### EXERCISE AIM
Copy the lines below exactly, from the first one through the line that contains "179 126 L 172", including both. Leave the pictures out.
____ DATASET EXTRACT
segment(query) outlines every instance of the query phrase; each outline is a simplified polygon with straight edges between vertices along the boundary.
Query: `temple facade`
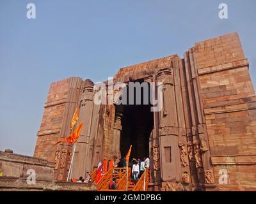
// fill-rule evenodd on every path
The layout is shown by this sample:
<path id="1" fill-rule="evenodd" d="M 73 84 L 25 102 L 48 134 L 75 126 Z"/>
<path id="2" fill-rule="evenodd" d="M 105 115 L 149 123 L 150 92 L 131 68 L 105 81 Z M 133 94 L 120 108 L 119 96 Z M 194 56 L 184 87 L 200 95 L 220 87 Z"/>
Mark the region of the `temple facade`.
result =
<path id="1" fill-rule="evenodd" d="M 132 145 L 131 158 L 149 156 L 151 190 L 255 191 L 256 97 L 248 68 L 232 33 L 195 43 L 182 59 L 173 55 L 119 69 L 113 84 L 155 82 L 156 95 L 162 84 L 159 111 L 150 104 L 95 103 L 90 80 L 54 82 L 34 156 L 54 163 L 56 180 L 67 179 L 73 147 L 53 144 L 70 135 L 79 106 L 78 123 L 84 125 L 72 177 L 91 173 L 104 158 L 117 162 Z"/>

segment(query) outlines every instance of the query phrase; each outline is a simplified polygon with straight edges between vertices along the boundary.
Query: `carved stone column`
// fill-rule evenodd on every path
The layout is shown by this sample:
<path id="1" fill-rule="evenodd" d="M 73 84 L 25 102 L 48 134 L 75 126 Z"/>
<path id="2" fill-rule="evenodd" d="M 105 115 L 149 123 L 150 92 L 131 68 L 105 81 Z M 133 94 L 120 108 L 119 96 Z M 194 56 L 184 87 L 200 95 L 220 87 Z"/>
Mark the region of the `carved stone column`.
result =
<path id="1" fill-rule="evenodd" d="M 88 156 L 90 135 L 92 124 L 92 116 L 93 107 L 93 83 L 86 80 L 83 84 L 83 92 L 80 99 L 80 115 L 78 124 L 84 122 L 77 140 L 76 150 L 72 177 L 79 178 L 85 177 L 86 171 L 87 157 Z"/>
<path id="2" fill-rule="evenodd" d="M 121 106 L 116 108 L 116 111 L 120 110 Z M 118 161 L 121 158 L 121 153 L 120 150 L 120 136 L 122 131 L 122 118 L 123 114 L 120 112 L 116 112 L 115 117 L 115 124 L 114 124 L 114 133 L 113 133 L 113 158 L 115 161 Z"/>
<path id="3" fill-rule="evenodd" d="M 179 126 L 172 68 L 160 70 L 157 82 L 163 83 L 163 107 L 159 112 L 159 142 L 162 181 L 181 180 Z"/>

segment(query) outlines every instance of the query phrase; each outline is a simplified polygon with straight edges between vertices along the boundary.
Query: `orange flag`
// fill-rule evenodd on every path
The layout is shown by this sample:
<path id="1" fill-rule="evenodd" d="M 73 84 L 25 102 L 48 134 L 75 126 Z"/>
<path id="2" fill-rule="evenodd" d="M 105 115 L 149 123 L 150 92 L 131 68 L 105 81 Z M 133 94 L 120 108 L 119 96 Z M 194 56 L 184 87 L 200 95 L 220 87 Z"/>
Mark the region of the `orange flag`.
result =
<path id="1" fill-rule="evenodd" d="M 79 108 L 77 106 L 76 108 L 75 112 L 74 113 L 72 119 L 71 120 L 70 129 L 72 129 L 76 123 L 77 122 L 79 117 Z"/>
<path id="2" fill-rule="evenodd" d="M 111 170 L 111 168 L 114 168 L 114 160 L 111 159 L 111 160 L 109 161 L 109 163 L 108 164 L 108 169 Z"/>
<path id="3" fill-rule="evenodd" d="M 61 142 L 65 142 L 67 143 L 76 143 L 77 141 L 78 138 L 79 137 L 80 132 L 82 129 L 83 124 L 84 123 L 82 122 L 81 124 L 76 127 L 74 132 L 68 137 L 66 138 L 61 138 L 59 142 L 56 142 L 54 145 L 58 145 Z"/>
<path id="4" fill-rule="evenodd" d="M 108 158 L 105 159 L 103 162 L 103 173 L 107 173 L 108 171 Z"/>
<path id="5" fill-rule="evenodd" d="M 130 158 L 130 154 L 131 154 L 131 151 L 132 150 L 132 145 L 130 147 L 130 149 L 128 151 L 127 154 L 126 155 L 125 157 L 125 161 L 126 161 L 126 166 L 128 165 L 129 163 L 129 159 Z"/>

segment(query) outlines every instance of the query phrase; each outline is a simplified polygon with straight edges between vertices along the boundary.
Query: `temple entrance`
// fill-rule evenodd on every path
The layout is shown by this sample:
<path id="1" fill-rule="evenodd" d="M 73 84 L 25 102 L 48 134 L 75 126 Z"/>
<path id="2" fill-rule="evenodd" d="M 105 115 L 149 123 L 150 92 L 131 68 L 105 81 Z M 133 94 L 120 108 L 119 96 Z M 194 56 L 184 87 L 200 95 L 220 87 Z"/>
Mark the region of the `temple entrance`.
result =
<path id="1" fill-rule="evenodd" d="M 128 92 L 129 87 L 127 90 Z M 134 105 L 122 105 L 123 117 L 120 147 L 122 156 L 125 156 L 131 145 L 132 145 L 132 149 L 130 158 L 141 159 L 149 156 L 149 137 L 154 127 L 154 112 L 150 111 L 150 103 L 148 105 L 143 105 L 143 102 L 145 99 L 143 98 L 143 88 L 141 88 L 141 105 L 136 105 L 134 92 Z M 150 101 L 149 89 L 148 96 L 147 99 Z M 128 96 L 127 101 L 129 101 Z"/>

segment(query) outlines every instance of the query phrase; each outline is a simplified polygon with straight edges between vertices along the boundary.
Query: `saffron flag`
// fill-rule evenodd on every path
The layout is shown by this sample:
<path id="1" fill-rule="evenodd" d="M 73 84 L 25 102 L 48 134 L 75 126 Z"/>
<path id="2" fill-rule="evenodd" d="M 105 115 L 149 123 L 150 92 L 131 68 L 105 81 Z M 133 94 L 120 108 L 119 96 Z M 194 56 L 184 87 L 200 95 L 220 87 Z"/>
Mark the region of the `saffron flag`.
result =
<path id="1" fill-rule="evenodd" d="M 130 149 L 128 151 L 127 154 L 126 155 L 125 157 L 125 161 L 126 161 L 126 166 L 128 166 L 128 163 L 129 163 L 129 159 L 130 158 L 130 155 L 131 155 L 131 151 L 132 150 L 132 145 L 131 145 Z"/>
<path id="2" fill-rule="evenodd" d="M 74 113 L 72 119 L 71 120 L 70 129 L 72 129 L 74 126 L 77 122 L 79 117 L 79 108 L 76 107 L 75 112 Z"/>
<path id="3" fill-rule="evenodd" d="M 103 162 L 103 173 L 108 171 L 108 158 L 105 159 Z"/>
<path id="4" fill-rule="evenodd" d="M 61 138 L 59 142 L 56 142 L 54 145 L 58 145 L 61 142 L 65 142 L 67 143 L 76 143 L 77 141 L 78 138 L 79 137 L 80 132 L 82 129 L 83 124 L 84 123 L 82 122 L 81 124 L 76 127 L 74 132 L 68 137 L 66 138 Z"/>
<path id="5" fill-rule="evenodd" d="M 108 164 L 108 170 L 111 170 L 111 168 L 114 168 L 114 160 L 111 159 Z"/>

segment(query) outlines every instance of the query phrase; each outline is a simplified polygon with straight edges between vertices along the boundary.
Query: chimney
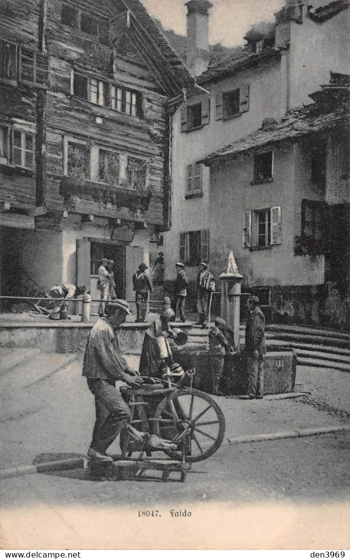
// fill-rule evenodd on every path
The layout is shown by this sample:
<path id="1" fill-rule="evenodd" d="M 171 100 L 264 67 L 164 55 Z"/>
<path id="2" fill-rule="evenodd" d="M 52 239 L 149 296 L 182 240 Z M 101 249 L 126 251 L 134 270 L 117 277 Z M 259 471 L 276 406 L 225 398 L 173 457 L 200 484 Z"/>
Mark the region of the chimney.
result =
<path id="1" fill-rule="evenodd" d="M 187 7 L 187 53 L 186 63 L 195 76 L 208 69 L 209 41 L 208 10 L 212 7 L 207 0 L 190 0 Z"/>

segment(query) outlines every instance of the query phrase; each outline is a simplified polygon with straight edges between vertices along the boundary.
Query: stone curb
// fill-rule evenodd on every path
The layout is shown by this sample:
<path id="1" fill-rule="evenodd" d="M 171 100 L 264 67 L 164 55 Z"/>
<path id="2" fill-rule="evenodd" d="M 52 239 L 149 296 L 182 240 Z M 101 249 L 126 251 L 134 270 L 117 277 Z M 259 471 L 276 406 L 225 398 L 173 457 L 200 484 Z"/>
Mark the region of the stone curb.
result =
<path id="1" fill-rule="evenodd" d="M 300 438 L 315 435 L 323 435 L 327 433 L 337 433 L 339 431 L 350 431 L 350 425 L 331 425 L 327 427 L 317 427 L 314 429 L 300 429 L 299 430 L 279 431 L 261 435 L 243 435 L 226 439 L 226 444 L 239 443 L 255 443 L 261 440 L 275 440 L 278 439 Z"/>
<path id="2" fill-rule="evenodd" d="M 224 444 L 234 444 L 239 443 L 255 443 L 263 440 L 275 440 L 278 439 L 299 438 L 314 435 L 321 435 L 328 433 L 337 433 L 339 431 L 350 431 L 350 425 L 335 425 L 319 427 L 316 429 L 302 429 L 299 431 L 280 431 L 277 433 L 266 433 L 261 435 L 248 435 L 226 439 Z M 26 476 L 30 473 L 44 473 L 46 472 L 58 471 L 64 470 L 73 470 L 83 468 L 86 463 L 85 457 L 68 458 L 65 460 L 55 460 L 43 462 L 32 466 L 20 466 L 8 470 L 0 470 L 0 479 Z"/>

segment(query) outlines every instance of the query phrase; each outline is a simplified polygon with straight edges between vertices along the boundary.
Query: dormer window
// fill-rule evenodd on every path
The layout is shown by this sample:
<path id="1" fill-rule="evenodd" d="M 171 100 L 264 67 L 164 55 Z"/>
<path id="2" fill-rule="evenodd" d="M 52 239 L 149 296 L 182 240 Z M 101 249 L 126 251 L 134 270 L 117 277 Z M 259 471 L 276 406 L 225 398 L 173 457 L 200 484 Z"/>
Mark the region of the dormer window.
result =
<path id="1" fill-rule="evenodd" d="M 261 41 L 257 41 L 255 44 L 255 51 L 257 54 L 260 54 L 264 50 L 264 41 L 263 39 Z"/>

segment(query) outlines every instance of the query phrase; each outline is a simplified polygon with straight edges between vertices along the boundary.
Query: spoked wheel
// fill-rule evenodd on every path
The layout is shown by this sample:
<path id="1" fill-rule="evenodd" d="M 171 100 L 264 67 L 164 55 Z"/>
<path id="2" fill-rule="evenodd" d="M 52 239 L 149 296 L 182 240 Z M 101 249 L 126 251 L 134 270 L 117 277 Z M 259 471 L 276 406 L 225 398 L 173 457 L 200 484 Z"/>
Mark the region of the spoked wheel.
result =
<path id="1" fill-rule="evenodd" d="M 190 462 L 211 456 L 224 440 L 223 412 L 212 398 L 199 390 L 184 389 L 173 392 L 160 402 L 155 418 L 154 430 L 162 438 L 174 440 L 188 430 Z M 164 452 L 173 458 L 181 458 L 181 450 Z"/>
________
### COMPLETE OUTPUT
segment(query) outlines every instance of the query phrase; each outline is a simplified polygon with straight edges between vertices along the boundary.
Query: `temple facade`
// fill-rule evenodd on every path
The layout is shown by this sample:
<path id="1" fill-rule="evenodd" d="M 73 84 L 25 102 L 48 134 L 75 126 Z"/>
<path id="2" fill-rule="evenodd" d="M 105 115 L 149 123 L 150 92 L 131 68 L 105 81 Z M 133 94 L 120 108 L 119 96 Z M 194 56 L 184 87 L 200 95 L 220 87 Z"/>
Mark the region of the `temple facade`.
result =
<path id="1" fill-rule="evenodd" d="M 132 145 L 131 158 L 149 156 L 151 190 L 255 191 L 256 97 L 248 68 L 232 33 L 195 43 L 182 59 L 173 55 L 119 69 L 113 84 L 155 82 L 156 95 L 162 84 L 159 111 L 150 104 L 95 103 L 90 80 L 54 82 L 34 156 L 54 163 L 56 180 L 67 179 L 73 147 L 53 144 L 70 135 L 79 106 L 78 123 L 84 125 L 72 177 L 91 173 L 104 158 L 117 162 Z"/>

segment(query) outlines every instance of the query phrase; each outline is a simplified polygon with straight edges between vertices along the boundary.
Query: `carved stone column`
// fill-rule evenodd on every path
The layout is shown by this sample:
<path id="1" fill-rule="evenodd" d="M 73 84 L 25 102 L 48 134 L 75 126 Z"/>
<path id="2" fill-rule="evenodd" d="M 105 115 L 149 123 L 150 92 L 131 68 L 105 81 Z M 133 94 L 120 108 L 119 96 Z M 194 56 L 184 87 L 200 95 L 220 87 Z"/>
Mark the region of the `carved stone column`.
result =
<path id="1" fill-rule="evenodd" d="M 88 156 L 90 135 L 92 124 L 92 116 L 93 107 L 93 83 L 86 80 L 83 84 L 83 92 L 80 99 L 80 115 L 78 124 L 84 122 L 77 140 L 76 150 L 72 177 L 79 178 L 85 177 L 86 171 L 87 157 Z"/>
<path id="2" fill-rule="evenodd" d="M 121 106 L 116 108 L 116 111 L 120 110 Z M 118 161 L 121 158 L 121 153 L 120 150 L 120 136 L 122 131 L 122 118 L 123 114 L 120 112 L 116 112 L 115 117 L 115 124 L 114 124 L 114 133 L 113 133 L 113 158 L 115 161 Z"/>
<path id="3" fill-rule="evenodd" d="M 179 126 L 172 68 L 160 70 L 157 82 L 163 83 L 163 107 L 159 112 L 159 142 L 162 181 L 181 180 Z"/>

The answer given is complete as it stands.